[Exercise requirements]
Echo the lines of the entries that start with the line containing "Can you find the submerged" and continue through the end of the entries, with both ends included.

(Entries from a data source)

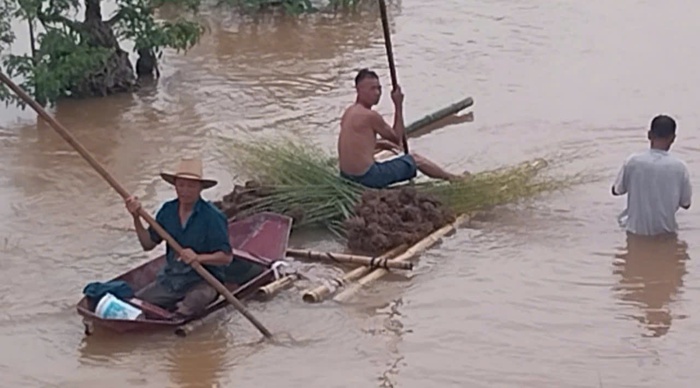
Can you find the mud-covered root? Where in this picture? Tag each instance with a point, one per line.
(388, 218)
(240, 198)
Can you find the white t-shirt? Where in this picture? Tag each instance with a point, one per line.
(657, 184)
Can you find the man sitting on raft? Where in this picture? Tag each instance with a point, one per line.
(200, 228)
(357, 141)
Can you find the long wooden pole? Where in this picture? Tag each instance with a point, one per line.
(412, 252)
(63, 132)
(317, 294)
(372, 262)
(390, 57)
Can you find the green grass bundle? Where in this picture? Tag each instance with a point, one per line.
(302, 180)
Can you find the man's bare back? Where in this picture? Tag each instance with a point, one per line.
(357, 140)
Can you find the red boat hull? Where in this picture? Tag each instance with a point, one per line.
(265, 236)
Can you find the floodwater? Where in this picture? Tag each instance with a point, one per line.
(546, 294)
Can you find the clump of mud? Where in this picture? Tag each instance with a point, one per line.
(240, 198)
(239, 201)
(387, 218)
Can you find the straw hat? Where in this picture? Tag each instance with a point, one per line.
(189, 168)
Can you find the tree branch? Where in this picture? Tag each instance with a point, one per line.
(47, 19)
(116, 18)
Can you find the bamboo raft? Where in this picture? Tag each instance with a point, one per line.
(372, 269)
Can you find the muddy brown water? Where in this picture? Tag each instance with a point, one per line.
(546, 294)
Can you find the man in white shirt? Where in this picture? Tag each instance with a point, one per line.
(656, 183)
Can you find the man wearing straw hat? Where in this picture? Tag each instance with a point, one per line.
(358, 142)
(202, 231)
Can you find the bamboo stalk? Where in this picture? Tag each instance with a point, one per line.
(440, 114)
(372, 262)
(317, 294)
(411, 252)
(273, 288)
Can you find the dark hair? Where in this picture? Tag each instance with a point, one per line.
(663, 126)
(365, 73)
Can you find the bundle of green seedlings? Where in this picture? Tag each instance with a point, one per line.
(302, 181)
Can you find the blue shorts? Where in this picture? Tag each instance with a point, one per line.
(383, 174)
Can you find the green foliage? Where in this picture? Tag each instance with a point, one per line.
(136, 23)
(59, 61)
(303, 176)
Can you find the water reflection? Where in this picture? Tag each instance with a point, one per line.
(652, 269)
(197, 361)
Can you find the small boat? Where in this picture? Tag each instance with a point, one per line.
(260, 239)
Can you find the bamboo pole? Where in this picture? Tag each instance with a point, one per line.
(319, 293)
(372, 262)
(440, 114)
(411, 252)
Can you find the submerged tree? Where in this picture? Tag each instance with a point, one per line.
(84, 58)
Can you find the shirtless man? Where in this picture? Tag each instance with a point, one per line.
(357, 141)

[Answer]
Can you find the submerged tree? Where in this picture? Tag each instance with a point, one per line.
(84, 58)
Can you find the shirtless man? Where in this picture? Tag each instance with a point, one per line.
(357, 141)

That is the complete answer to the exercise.